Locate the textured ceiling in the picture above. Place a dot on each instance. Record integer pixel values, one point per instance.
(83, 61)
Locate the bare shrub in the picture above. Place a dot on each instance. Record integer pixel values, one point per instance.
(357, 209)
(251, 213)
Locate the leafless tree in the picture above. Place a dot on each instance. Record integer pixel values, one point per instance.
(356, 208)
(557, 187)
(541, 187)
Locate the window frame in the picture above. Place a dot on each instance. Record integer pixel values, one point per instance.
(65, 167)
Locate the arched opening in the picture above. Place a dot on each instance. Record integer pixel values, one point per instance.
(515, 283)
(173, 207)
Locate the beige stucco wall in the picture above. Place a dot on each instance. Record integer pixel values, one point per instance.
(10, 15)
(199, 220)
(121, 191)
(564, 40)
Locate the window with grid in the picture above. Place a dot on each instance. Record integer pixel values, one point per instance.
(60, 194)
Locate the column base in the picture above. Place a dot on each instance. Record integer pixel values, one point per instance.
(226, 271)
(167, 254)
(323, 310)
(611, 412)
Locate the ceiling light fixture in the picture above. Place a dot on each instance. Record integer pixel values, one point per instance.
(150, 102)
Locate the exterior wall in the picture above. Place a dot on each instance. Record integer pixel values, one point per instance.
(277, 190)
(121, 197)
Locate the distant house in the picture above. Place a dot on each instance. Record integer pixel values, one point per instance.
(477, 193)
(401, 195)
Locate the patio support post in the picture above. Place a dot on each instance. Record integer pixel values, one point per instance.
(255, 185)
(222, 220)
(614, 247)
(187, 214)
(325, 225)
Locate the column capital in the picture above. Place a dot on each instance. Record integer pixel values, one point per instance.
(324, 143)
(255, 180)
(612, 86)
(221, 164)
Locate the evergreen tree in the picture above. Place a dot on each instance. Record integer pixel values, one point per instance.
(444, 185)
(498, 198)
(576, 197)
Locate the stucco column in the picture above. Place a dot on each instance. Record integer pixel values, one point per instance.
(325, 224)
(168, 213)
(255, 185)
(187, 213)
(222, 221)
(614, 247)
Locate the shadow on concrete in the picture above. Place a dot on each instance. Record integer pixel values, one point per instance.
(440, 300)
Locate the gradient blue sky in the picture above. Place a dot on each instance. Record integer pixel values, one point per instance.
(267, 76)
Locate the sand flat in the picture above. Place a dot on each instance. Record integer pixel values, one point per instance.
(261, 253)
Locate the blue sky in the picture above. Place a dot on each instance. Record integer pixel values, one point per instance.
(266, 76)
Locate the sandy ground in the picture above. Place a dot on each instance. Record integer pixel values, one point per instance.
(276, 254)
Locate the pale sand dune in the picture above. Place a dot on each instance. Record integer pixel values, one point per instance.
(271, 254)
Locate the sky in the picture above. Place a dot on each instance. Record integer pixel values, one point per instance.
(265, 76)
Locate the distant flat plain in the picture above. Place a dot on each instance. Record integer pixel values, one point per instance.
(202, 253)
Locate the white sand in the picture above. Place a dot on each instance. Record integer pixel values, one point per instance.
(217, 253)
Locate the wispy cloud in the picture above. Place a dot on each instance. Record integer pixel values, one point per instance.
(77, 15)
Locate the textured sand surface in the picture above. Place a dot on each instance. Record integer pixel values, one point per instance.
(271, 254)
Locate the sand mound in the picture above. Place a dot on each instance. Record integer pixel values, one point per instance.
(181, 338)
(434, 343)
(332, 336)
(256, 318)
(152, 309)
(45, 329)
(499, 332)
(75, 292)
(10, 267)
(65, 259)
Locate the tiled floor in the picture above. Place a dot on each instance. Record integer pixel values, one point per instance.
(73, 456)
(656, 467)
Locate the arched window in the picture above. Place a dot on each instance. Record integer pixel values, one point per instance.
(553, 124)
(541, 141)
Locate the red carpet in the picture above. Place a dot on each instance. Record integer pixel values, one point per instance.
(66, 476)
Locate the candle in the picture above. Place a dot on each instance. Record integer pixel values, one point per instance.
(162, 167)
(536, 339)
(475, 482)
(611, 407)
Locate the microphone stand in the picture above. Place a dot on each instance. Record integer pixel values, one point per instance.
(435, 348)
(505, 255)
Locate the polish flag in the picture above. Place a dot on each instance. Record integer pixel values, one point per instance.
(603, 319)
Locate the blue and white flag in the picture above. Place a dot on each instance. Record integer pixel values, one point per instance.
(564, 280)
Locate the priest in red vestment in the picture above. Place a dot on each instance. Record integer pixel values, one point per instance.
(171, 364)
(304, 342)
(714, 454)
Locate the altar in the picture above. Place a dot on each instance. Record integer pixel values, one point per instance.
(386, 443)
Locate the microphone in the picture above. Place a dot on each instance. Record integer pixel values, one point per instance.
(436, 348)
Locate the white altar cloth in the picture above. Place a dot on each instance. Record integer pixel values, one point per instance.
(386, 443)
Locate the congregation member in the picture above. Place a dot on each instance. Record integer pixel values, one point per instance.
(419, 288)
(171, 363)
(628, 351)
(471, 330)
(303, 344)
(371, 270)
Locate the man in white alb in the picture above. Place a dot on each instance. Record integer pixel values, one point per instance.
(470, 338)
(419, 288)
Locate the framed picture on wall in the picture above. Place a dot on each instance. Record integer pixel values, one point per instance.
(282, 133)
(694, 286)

TASK ITEM
The material is to be output in full, exactly as it stands.

SOLUTION TO THE PROBLEM
Locate the textured ceiling in the picture above. Place a dot on each instance. Record integer pixel values, one point per instance.
(83, 61)
Locate the bare shrub in the picture above. Place a dot on each instance. Record integer pixel values, one point per instance.
(357, 209)
(251, 213)
Locate the leafless tree in the picture above. Place a dot on each instance. Record integer pixel values, one point per instance.
(356, 208)
(557, 187)
(541, 187)
Locate the window frame in the picture above. Place a dot on each instance. Record integer pixel values, one point per instance.
(65, 167)
Locate the arched opening in the picture above. Place a dot on each instance. Record integer pixel values, one point per instance.
(515, 283)
(173, 207)
Locate the beige stucco wall in the picture above. Place a dot on each instance. Record integer pixel values, one point per instance.
(10, 15)
(199, 220)
(121, 191)
(564, 40)
Locate the window with grid in the picture above. Place a dot on each instance. Record integer pixel values, one point per instance.
(60, 194)
Locate the column base in the picture above. Place a dot on each instance. Record integer pixel values, one point per instance.
(226, 271)
(167, 254)
(323, 310)
(611, 412)
Locate the ceiling light fixture in the picture above. Place a dot on each instance. Record integer pixel values, one point per instance.
(150, 102)
Locate the exterior wall in the picture above. Place a dot on each instance. Record integer pixel values, one point per instance.
(277, 190)
(121, 197)
Locate the distant house in the picture above. Place a dot on each instance. Record integer pixel values, one point per instance.
(477, 193)
(401, 195)
Locate the patio support post in the picture above. Place a dot on each instance. Record integer pixel values, one point per instance.
(255, 185)
(222, 220)
(614, 247)
(187, 214)
(325, 225)
Locate the column capital in the picture above. Place a dot on each instance. Record integer pixel values, one point per instance.
(324, 143)
(255, 180)
(612, 86)
(221, 164)
Locate the evergreen tree in the picture above. Place a dot on each instance. Record integer pixel values, one point per instance.
(444, 185)
(498, 198)
(576, 197)
Locate the stucco column in the picture above. Place a dot on each instance. Record integer pixel values, one point per instance.
(325, 224)
(168, 213)
(255, 185)
(187, 213)
(222, 221)
(614, 247)
Locate the shadow on concrete in the picture above. Place a dot on each instance. Record integer pixel values, one point per instance.
(440, 300)
Locate the gradient blue sky in the picture above. Place a dot on each instance. Record integer pixel values, one point per instance.
(267, 76)
Locate the sand flat in the picture above. Place a dot on each instance. Record integer pixel values, one point per instance.
(261, 253)
Locate the blue sky in the picture above. Place a dot on each instance. Record integer pixel values, one point per instance.
(266, 76)
Locate the sandy ground in the picture above. Place a dot on each instance. Record integer pixel values, one point per instance.
(276, 254)
Locate the pale sand dune in the picture above. Place a dot on each instance. Record integer pixel values, one point per instance.
(271, 254)
Locate the sky in the picture above. Place a dot on each instance. Record integer pixel values, one point per instance.
(265, 76)
Locate the distant flat plain in the picture above. Place a dot on each instance. Record integer pixel values, one point per instance.
(202, 253)
Locate the white sand in the picture above. Place a dot on each instance. Record integer pixel values, one point per instance.
(217, 253)
Locate the wispy cloud in the picture above. Place a dot on each instance. Record integer pixel values, one point per instance.
(77, 15)
Locate the textured sand surface in the picture above. Place a dot on each instance. Record integer pixel values, one point per instance.
(271, 254)
Locate the sand mound in the picture above. Place a dot on each instance. Record integer pixel values, one point per instance.
(181, 338)
(434, 343)
(332, 336)
(256, 318)
(152, 309)
(45, 329)
(499, 332)
(75, 292)
(10, 267)
(65, 259)
Locate the tiled floor in the picture above. Place a dot on each instance. Record integer pixel values, one point per instance.
(73, 456)
(656, 467)
Locate the arched window in the picture above. Place a dot on each instance. Record integer pixel values, one point per instance.
(553, 124)
(541, 141)
Locate the red carpet in the picture above. Place a dot on each instance. Record integer pixel values, one point per instance.
(66, 476)
Locate the candle in the picture above. Place a dot on each instance. Record integer pixel values, one point per instance.
(162, 167)
(536, 339)
(475, 482)
(611, 407)
Locate the microphone stand in the picture above. Place a dot on each instance. Record integer pixel values, one point per instance.
(435, 348)
(505, 255)
Locate the polish flag in the picture above. Place a dot on each instance. Record integer pixel values, one point per instance.
(603, 319)
Locate the blue and white flag in the picture above. Place a dot on each instance. Record integer pixel values, one point per instance.
(564, 280)
Locate the priest in red vestment in the picture above. Place a dot on each instance. Record integer pixel values, one point per instance.
(171, 364)
(304, 342)
(714, 454)
Locate the altar in the picture above. Place a dot on each instance. Record integer pixel values, one point per instance.
(386, 443)
Locate the microphone in the picture above. Place a dot on each instance. Record integer pixel values, one point per instance.
(436, 348)
Locate the white altar cloth in the picture above. Place a dot on each instance. Record integer pixel values, one point per instance.
(386, 443)
Locate the congregation member in the picture above. Place a dot on each instance. Record integer pixel values, one point per instance.
(419, 288)
(171, 363)
(628, 351)
(471, 330)
(303, 344)
(371, 270)
Locate the man in white alb in the picture above. Place a dot on each instance. Record integer pixel values, one point per instance.
(470, 338)
(419, 288)
Locate the framed picture on wall in the picture above. Place a dot on each instance. Record integer pixel values, one point per instance.
(282, 133)
(694, 286)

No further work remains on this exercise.